Estratto del testo:
============================================================
Le due sorgenti non agiranno più come una sola ma torneranno a comportarsi per quello che sono, cioè come due sorgenti separate. Perderemo ovviamente l’incremento di efficienza di 3 dB dovuto all’accoppiamento (che non c’è più). Inoltre, avendo due sorgenti separate, potrò considerare non solo la distanza di misura ma anche l’angolo di misura che chiameremo a, cioè quanto il punto di misura (M) sia posto fuori asse rispetto alla linea mediana fra le due sorgenti (figura 2).
Il suono emesso dalla sorgente vicina al punto di misura arriverà infatti ovviamente prima di quella lontana.
Poniamo che entrambe le sorgenti emettano lo stesso suono, di identica frequenza ed ampiezza. La sorgente semplice (o sfera ideale pulsante) pulserà espandendosi e contraendosi emettendo onde di compressione (+) e di rarefazione (‑)3.
Misurando fuori dall’asse mediano, a causa delle differente lunghezza dei cammini percorsi, avremo arrivi di onde sfasate fra loro, nel tempo. Non solo avremo perciò + con +, – con – ma anche + con – e tutte le variazioni nel mezzo. Avremo perciò interferenze costruttive e distruttive e la risposta in frequenza risultante sarà del tipo “filtro a pettine”, in inglese “comb filtering”.
Il printout di una misura. Si tratta di due segnali identici a piena gamma, uno con una differenza di percorso di 343 mm rispetto all’altro. Il segnale impiegato è una sequenza di massima lunghezza.
Un esempio pratico è quando accostiamo due trombe che emettono frequenze medio alte, cioè con l corto. Le dimensioni fisiche delle trombe fanno sì che la distanza d sia paragonabile o maggiore delle lunghezze d’onda considerate. Le due sorgenti sono perciò distinte e quindi, all’interno delle zone in cui le emissioni si sovrappongono (sono direzionali e non sorgenti semplici) interferiranno l’una con l’altra con combinazioni costruttive e distruttive, secondo la differenza di percorso e la frequenza.
============================================================
Elenco:

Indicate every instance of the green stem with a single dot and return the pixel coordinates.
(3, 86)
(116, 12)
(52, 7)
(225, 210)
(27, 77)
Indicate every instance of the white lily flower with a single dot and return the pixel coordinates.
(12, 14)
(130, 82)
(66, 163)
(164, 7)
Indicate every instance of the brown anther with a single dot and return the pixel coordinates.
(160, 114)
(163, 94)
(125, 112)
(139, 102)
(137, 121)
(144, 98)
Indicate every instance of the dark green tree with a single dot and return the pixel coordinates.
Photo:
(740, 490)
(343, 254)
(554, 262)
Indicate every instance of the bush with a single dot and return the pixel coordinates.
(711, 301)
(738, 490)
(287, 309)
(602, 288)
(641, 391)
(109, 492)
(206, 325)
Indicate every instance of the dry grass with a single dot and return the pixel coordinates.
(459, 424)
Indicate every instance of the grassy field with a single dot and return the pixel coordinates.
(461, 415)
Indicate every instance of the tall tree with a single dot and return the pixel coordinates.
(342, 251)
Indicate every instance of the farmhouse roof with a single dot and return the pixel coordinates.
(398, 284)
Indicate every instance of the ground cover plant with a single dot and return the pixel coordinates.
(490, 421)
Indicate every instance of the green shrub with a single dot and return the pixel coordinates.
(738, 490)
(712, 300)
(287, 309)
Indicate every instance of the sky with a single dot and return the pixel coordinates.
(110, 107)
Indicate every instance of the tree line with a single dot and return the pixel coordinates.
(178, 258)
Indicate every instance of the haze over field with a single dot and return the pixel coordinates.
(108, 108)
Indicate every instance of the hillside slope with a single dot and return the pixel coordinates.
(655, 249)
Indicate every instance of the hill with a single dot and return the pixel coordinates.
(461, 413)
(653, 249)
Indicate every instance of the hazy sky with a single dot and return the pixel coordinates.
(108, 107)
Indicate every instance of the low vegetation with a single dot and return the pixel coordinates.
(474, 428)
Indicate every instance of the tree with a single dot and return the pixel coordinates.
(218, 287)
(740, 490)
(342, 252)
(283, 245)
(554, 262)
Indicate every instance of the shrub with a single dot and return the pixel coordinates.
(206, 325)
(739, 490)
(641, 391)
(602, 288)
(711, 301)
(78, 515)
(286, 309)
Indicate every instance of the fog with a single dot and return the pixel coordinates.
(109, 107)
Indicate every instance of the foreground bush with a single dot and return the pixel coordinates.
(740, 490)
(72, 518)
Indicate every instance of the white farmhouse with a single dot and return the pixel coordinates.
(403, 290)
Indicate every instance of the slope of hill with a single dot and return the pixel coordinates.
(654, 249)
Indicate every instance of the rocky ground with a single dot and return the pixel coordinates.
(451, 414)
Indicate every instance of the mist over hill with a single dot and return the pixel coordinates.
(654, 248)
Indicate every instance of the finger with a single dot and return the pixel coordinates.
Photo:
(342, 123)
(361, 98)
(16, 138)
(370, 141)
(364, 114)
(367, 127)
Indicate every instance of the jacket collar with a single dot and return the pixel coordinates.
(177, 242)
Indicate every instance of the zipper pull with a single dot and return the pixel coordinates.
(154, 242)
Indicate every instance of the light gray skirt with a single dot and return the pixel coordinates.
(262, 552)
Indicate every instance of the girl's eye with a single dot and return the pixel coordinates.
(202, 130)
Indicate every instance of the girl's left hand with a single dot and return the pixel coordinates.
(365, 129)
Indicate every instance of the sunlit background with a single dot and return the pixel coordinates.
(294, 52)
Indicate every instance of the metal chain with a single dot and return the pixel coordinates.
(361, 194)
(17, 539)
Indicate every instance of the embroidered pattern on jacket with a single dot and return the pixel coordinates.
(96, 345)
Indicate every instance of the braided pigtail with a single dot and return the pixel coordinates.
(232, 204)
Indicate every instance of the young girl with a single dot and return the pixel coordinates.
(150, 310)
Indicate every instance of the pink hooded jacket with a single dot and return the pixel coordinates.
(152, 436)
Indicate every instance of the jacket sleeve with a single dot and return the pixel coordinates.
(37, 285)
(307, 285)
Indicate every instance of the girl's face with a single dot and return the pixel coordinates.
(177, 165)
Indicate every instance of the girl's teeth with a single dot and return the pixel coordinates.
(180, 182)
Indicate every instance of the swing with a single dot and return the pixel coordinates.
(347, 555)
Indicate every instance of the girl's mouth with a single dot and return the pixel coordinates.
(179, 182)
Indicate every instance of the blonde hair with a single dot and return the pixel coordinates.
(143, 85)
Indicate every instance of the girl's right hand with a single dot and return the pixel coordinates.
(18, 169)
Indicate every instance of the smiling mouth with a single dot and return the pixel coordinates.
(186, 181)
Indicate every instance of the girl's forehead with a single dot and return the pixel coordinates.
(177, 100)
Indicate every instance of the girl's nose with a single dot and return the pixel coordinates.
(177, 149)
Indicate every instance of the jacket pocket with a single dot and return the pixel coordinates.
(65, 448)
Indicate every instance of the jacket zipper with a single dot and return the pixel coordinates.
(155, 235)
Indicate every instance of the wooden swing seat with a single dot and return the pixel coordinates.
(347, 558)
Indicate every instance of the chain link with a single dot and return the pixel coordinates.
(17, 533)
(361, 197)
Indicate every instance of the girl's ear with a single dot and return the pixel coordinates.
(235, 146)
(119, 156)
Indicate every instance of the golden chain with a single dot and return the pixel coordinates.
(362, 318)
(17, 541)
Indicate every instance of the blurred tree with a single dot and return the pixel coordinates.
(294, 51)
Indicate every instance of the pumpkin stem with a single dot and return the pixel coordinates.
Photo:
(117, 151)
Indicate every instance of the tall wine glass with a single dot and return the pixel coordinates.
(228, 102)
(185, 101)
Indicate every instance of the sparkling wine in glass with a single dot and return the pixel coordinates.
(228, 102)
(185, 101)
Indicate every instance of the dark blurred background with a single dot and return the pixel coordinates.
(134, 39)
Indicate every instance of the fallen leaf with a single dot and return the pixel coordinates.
============================================================
Istruzioni:
(1) Secondo l'estratto sulle due sorgenti sonore, di quanti dB è l'incremento di efficienza che si perde quando l'accoppiamento non c'è più?
(2) Traduci in inglese questa frase dell'estratto sulle due sorgenti sonore: "Il suono emesso dalla sorgente vicina al punto di misura arriverà infatti ovviamente prima di quella lontana."
L'elenco non serve per svolgere il lavoro.

Soluzioni:
(1) 3 dB.

(2) The sound emitted by the source near the measuring point will in fact obviously arrive before that of the distant one.